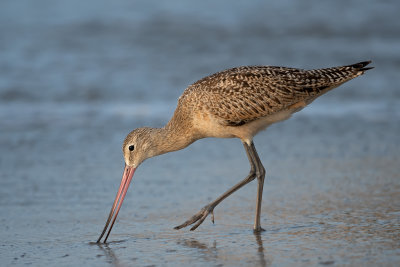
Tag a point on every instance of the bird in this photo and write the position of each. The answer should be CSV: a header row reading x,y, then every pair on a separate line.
x,y
234,103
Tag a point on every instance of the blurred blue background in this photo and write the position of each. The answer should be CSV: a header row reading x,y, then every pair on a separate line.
x,y
77,76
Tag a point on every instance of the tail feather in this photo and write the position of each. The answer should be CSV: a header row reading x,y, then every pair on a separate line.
x,y
361,66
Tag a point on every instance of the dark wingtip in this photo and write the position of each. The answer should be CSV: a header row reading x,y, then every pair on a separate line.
x,y
361,65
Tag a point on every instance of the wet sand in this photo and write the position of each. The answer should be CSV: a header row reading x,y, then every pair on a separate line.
x,y
75,81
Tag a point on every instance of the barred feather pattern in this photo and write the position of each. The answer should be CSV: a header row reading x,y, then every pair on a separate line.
x,y
240,95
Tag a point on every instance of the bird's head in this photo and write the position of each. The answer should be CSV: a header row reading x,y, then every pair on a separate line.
x,y
138,146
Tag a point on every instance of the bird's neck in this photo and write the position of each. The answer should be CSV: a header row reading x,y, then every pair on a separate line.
x,y
168,139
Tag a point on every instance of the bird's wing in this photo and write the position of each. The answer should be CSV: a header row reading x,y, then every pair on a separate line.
x,y
244,94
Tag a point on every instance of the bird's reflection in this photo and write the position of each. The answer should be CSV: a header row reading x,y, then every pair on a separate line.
x,y
260,252
210,253
206,252
109,253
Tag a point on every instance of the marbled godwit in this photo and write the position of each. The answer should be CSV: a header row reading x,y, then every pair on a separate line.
x,y
239,103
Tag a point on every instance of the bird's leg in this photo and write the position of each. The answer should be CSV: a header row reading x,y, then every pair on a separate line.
x,y
260,173
203,213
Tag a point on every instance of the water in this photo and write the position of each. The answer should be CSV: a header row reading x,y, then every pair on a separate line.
x,y
77,76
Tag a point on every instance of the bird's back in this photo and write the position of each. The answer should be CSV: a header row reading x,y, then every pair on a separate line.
x,y
240,95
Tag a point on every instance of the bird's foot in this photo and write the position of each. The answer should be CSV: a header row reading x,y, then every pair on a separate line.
x,y
198,217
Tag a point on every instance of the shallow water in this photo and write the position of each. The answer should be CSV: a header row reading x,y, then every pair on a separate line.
x,y
77,77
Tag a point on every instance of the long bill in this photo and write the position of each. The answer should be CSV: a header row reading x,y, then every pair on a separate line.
x,y
123,188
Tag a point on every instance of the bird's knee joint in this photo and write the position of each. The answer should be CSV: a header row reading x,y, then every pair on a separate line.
x,y
260,173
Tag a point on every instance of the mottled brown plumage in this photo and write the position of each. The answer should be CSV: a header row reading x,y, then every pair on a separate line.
x,y
237,102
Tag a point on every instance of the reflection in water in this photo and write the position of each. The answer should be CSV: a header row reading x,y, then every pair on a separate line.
x,y
109,253
208,253
262,260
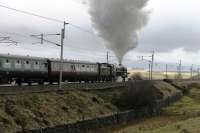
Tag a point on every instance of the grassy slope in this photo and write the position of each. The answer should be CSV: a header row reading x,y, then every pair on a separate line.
x,y
43,110
182,117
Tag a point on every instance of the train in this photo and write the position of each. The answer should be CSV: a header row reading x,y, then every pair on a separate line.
x,y
27,69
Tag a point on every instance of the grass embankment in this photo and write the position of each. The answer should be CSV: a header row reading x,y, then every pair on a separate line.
x,y
182,117
28,111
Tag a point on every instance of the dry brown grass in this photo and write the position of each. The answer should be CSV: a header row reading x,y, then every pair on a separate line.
x,y
42,110
182,117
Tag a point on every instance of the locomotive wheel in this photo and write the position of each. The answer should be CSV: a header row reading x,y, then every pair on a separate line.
x,y
19,82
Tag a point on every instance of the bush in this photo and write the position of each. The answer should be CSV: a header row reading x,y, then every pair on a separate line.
x,y
137,76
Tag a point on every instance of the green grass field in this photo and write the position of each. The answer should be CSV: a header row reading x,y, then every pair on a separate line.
x,y
182,117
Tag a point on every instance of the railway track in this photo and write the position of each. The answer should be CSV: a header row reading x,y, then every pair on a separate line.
x,y
14,90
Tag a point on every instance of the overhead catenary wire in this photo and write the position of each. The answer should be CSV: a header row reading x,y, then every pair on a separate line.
x,y
46,18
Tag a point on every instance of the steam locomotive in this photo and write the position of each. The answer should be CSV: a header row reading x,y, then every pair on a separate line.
x,y
26,69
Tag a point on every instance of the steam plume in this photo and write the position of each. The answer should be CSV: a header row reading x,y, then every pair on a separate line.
x,y
117,22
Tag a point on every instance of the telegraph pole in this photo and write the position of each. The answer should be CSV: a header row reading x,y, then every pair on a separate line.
x,y
180,68
198,71
191,71
61,55
107,56
166,71
152,64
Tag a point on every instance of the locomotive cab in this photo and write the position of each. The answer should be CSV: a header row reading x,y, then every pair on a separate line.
x,y
121,73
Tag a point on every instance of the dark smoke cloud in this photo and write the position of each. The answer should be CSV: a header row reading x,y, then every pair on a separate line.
x,y
117,22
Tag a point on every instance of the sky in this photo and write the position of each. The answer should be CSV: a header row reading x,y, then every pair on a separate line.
x,y
172,31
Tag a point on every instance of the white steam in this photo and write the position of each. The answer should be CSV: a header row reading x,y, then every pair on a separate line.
x,y
117,22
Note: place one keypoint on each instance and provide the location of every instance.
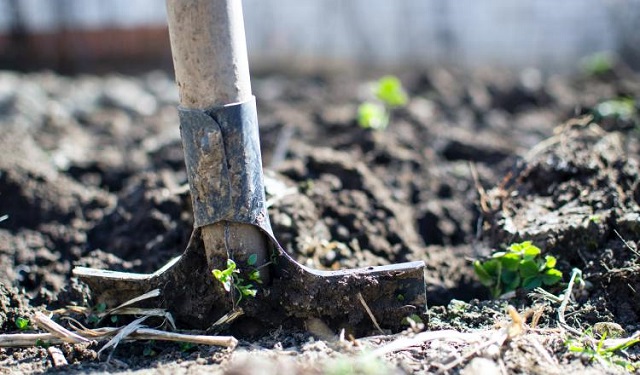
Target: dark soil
(92, 174)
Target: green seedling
(598, 64)
(603, 352)
(520, 266)
(231, 279)
(623, 108)
(22, 323)
(389, 94)
(373, 116)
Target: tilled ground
(92, 174)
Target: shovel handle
(212, 70)
(209, 52)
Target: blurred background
(75, 36)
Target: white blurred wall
(548, 34)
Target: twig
(484, 205)
(421, 338)
(150, 294)
(56, 329)
(57, 357)
(154, 334)
(366, 307)
(28, 340)
(563, 306)
(122, 333)
(103, 334)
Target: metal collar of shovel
(222, 156)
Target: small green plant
(389, 94)
(598, 64)
(623, 108)
(601, 352)
(520, 266)
(22, 323)
(231, 279)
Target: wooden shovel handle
(209, 52)
(211, 66)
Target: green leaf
(530, 251)
(252, 260)
(390, 91)
(519, 247)
(255, 276)
(217, 274)
(483, 275)
(231, 265)
(510, 261)
(372, 116)
(528, 268)
(22, 323)
(532, 282)
(493, 267)
(510, 282)
(247, 290)
(508, 277)
(550, 261)
(551, 276)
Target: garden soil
(92, 174)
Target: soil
(92, 174)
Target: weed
(603, 353)
(22, 323)
(595, 219)
(521, 266)
(389, 94)
(598, 64)
(231, 279)
(622, 108)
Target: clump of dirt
(92, 174)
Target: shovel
(219, 131)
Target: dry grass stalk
(57, 330)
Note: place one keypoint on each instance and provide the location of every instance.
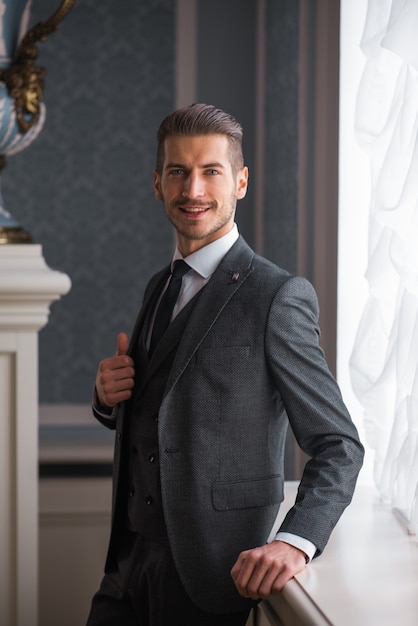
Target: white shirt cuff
(298, 542)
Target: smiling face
(199, 189)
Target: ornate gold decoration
(24, 79)
(25, 84)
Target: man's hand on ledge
(261, 572)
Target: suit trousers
(146, 591)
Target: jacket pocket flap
(247, 494)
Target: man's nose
(193, 186)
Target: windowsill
(367, 574)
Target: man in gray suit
(201, 412)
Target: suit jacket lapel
(230, 275)
(153, 290)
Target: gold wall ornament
(22, 111)
(24, 79)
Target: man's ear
(242, 182)
(157, 185)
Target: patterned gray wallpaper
(83, 189)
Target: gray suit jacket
(248, 363)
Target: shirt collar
(205, 260)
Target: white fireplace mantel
(27, 289)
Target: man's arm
(323, 429)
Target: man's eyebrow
(202, 167)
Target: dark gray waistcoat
(144, 508)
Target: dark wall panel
(84, 187)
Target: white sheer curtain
(384, 360)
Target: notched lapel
(231, 274)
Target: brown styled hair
(202, 119)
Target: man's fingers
(263, 571)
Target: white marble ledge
(367, 575)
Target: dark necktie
(169, 299)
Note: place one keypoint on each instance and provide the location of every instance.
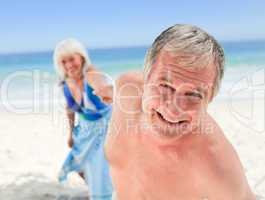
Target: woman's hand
(70, 141)
(105, 93)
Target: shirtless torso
(144, 167)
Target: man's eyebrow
(202, 90)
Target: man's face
(176, 97)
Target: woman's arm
(98, 80)
(71, 120)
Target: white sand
(33, 147)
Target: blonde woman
(80, 83)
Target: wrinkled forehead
(189, 68)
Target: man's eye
(166, 86)
(194, 94)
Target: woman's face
(72, 65)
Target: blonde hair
(67, 47)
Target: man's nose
(173, 107)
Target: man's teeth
(171, 121)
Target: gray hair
(195, 46)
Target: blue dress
(87, 154)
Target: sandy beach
(33, 147)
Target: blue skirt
(87, 156)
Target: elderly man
(162, 143)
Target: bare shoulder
(133, 78)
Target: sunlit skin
(163, 145)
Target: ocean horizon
(17, 70)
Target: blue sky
(33, 25)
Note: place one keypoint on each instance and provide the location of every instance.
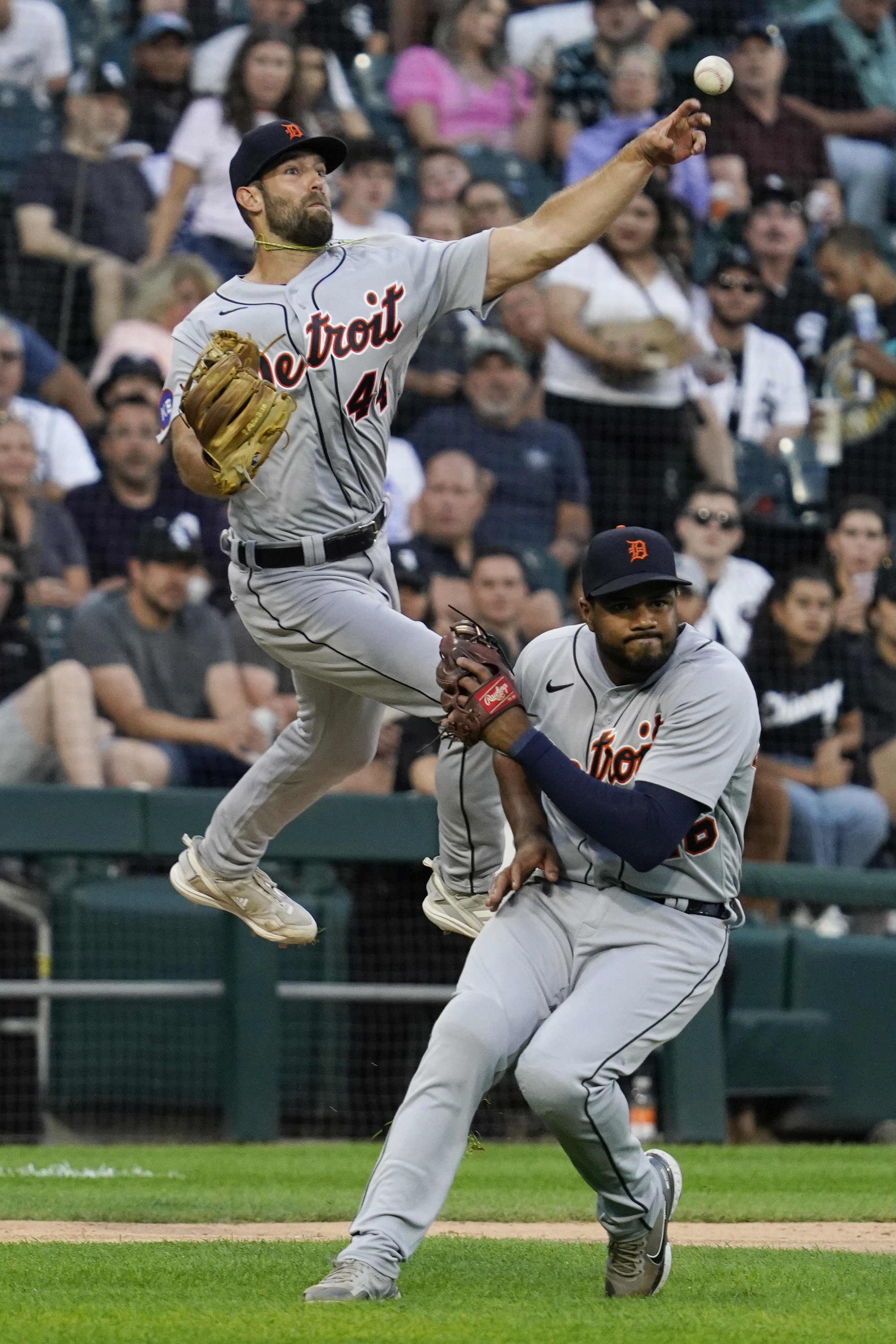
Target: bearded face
(307, 223)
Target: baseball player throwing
(626, 780)
(300, 452)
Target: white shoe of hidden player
(451, 910)
(352, 1281)
(256, 900)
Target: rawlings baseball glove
(233, 412)
(469, 713)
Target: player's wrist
(507, 729)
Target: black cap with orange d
(265, 147)
(626, 556)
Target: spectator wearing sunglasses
(797, 308)
(762, 398)
(711, 530)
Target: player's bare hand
(238, 736)
(676, 138)
(532, 854)
(465, 718)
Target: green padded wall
(855, 980)
(760, 961)
(770, 1053)
(120, 1054)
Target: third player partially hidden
(625, 752)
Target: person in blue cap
(625, 773)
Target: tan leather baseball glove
(233, 412)
(471, 712)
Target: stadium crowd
(722, 366)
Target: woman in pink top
(461, 91)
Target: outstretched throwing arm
(578, 216)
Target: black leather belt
(714, 909)
(338, 546)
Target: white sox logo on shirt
(327, 340)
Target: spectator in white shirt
(367, 184)
(34, 48)
(64, 455)
(617, 369)
(262, 87)
(405, 484)
(762, 398)
(214, 60)
(710, 529)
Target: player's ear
(249, 199)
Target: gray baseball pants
(340, 631)
(575, 987)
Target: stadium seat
(27, 130)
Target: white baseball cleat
(256, 900)
(352, 1281)
(453, 912)
(640, 1268)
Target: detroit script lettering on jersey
(618, 765)
(340, 340)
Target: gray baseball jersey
(693, 726)
(339, 338)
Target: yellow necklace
(268, 247)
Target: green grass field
(504, 1182)
(454, 1291)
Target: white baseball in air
(714, 74)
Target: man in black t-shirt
(81, 205)
(49, 728)
(163, 667)
(851, 262)
(823, 84)
(160, 84)
(812, 722)
(138, 486)
(874, 674)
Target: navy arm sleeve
(643, 825)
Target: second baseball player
(336, 326)
(626, 787)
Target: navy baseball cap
(167, 25)
(757, 27)
(169, 542)
(625, 557)
(266, 145)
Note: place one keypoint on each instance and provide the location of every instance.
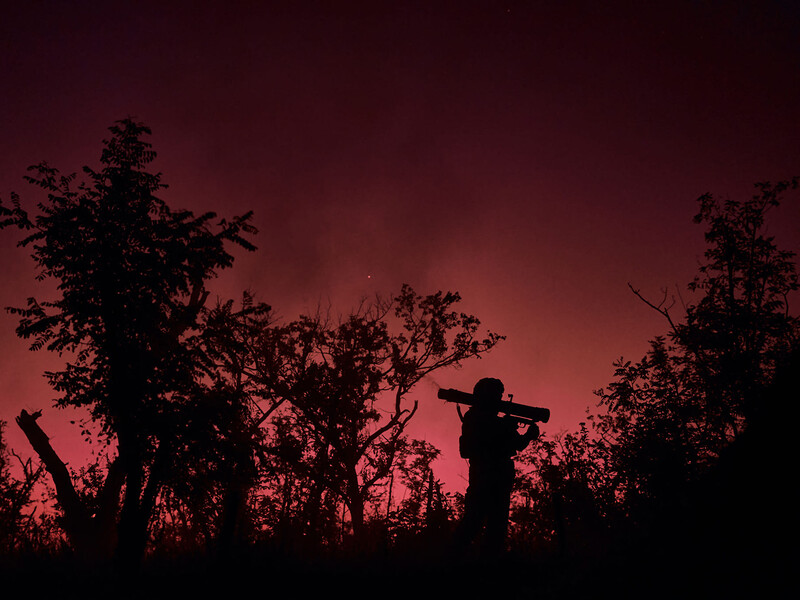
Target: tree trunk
(91, 537)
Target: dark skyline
(535, 158)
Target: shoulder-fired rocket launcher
(522, 412)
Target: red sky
(534, 156)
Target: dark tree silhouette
(16, 498)
(347, 385)
(671, 414)
(131, 276)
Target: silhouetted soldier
(490, 442)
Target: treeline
(225, 428)
(222, 425)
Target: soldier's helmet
(488, 391)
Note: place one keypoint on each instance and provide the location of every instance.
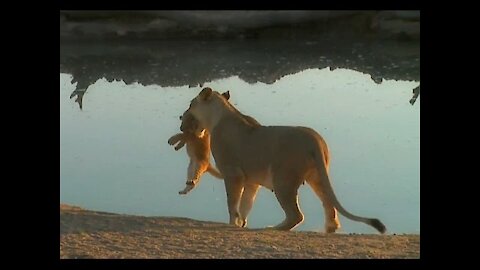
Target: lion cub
(197, 140)
(198, 149)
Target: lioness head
(206, 107)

Task item
From the line containing "Target: dark skyline" down to the final line of the material, restate every line word for word, and only those; drop the pictures.

Expected answer
Target: dark skyline
(535, 158)
Target: shoulder-fired rocket launcher
(522, 412)
Target: red sky
(534, 156)
Target: dark tree silhouette
(16, 498)
(347, 385)
(671, 414)
(131, 276)
Target: silhouetted soldier
(490, 442)
Target: treeline
(225, 428)
(222, 425)
Target: soldier's helmet
(488, 391)
Note: place one keypoint on each instance and provide the location of every instance.
Target: lion cub
(197, 140)
(198, 149)
Target: lioness head
(206, 107)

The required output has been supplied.